How the Federal Reserve’s rate hikes affect your finances

Higher mortgage rates have sent home sales tumbling. Credit card rates have grown more burdensome, and so have auto loans. Savers are finally receiving yields that are actually visible, while crypto assets are reeling.

The Federal Reserve’s move Wednesday to further tighten credit raised its benchmark interest rate by a sizable 0.75 percentage point for a second straight time. The Fed’s latest hike, its fourth since March, will further magnify borrowing costs for homes, cars and credit cards, though many borrowers may not feel the impact immediately.

The central bank is aggressively raising borrowing costs to try to slow spending, cool the economy and defeat the worst outbreak of inflation in two generations.

--- --- ---

(Activity A): According to the article on the Federal Reserve's rate hikes, why is the central bank aggressively raising borrowing costs? Answer in one to three sentences.
(Activity B): Continue the article on the Federal Reserve's rate hikes from the point where it ends.
The lines that follow have no connection to the article on the Federal Reserve's rate hikes.

--- --- ---

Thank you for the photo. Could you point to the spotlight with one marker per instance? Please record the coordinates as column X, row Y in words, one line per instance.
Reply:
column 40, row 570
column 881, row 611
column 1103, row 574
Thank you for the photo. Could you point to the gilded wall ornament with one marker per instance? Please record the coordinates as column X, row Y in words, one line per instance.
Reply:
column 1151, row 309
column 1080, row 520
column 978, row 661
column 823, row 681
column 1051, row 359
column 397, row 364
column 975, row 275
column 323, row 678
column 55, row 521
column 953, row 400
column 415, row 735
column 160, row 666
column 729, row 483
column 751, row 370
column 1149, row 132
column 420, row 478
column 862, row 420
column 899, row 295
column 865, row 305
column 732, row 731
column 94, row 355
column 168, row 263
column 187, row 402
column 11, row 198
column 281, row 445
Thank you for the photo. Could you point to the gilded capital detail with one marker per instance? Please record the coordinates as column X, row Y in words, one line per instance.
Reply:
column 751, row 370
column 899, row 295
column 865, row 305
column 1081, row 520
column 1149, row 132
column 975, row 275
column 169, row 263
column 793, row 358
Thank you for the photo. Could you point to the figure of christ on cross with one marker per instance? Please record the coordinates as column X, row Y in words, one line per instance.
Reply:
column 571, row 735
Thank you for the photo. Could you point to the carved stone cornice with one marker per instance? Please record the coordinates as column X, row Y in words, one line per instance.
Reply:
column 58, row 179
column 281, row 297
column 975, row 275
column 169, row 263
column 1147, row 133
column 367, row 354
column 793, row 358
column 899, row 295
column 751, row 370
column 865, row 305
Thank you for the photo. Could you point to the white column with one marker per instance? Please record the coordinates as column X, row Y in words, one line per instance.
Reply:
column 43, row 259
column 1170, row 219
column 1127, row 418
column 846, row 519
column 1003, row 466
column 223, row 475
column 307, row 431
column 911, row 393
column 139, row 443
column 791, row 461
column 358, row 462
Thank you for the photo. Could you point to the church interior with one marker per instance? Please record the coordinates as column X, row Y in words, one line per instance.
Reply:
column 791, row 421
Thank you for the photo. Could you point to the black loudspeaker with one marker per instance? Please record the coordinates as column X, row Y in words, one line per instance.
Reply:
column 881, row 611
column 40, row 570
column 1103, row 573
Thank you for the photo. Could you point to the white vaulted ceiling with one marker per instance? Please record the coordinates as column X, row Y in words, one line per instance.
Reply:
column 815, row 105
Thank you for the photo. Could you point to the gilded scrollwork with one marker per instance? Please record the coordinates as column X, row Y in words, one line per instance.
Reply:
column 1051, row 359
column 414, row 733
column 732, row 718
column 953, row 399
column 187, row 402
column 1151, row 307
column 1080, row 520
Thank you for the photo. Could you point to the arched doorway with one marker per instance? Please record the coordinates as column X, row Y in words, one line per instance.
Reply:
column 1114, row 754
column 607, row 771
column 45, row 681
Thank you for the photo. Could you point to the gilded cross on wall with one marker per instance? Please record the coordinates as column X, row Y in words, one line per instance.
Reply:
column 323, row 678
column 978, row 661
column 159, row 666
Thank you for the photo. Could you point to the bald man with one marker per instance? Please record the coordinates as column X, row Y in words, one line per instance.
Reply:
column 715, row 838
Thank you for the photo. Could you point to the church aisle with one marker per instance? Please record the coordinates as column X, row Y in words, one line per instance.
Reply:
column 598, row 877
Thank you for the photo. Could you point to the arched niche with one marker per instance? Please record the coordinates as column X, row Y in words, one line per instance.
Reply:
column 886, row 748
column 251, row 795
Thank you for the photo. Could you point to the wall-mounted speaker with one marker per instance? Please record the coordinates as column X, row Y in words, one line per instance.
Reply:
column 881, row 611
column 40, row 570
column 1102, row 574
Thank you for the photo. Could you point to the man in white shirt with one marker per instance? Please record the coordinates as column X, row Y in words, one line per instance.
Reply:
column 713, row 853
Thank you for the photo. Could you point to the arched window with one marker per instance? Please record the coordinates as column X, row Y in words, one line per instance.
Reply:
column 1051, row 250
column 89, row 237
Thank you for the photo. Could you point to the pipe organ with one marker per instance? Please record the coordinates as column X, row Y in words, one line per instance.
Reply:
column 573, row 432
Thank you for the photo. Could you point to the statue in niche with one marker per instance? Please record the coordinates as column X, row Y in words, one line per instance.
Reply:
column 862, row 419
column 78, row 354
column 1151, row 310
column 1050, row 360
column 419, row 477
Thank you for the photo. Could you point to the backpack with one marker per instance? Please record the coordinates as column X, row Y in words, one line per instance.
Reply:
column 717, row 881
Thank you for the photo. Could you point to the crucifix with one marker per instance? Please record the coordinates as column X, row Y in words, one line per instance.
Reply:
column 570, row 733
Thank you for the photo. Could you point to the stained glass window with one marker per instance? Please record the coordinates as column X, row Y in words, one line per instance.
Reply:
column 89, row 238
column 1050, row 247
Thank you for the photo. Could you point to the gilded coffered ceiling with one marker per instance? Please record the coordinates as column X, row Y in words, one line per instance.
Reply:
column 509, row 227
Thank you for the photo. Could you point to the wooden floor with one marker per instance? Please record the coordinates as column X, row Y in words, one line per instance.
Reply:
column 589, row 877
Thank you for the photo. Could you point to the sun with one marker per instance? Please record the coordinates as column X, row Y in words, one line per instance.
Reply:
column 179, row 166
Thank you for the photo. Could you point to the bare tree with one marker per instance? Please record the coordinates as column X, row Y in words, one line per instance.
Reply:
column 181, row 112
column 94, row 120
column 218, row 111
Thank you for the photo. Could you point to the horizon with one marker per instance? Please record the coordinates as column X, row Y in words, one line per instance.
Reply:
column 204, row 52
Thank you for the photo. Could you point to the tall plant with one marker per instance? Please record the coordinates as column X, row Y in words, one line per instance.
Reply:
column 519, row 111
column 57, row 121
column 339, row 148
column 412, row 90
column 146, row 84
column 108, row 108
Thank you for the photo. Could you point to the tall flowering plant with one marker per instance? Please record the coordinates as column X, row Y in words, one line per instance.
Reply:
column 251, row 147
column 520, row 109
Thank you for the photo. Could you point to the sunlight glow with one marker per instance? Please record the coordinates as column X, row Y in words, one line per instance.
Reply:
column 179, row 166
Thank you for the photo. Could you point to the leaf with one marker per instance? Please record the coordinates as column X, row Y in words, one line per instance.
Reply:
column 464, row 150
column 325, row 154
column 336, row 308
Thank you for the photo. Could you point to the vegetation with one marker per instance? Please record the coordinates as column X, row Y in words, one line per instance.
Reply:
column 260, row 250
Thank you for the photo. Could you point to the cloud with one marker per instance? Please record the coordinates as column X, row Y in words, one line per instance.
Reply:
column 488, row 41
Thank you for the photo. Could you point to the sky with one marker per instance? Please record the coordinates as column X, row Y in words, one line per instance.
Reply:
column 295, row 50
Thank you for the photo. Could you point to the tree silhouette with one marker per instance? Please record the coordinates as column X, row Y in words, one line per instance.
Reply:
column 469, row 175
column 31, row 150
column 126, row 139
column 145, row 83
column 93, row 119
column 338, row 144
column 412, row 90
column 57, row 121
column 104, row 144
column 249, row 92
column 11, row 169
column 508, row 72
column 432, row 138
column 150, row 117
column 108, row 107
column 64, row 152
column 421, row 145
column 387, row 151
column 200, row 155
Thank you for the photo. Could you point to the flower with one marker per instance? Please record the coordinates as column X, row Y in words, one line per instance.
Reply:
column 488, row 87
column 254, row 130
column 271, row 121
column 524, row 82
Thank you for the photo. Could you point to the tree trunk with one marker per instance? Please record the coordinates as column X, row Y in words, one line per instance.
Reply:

--- --- ---

(Answer area A): The central bank is raising borrowing costs to slow spending and cool the economy. Its aim is to defeat the worst outbreak of inflation in two generations.

(Answer area B):
The Fed’s actions have ended, for now, an era of ultra-low rates that arose from the 2008-2009 Great Recession to help rescue the economy — and then re-emerged during the brutal pandemic recession, when the Fed slashed its benchmark rate back to near zero.

Chair Jerome Powell hopes that by making borrowing more expensive, the Fed will succeed in slowing demand for homes, cars and other goods and services. Reduced spending could then help bring inflation, most recently measured at a four-decade high of 9.1%, back to the Fed’s 2% target.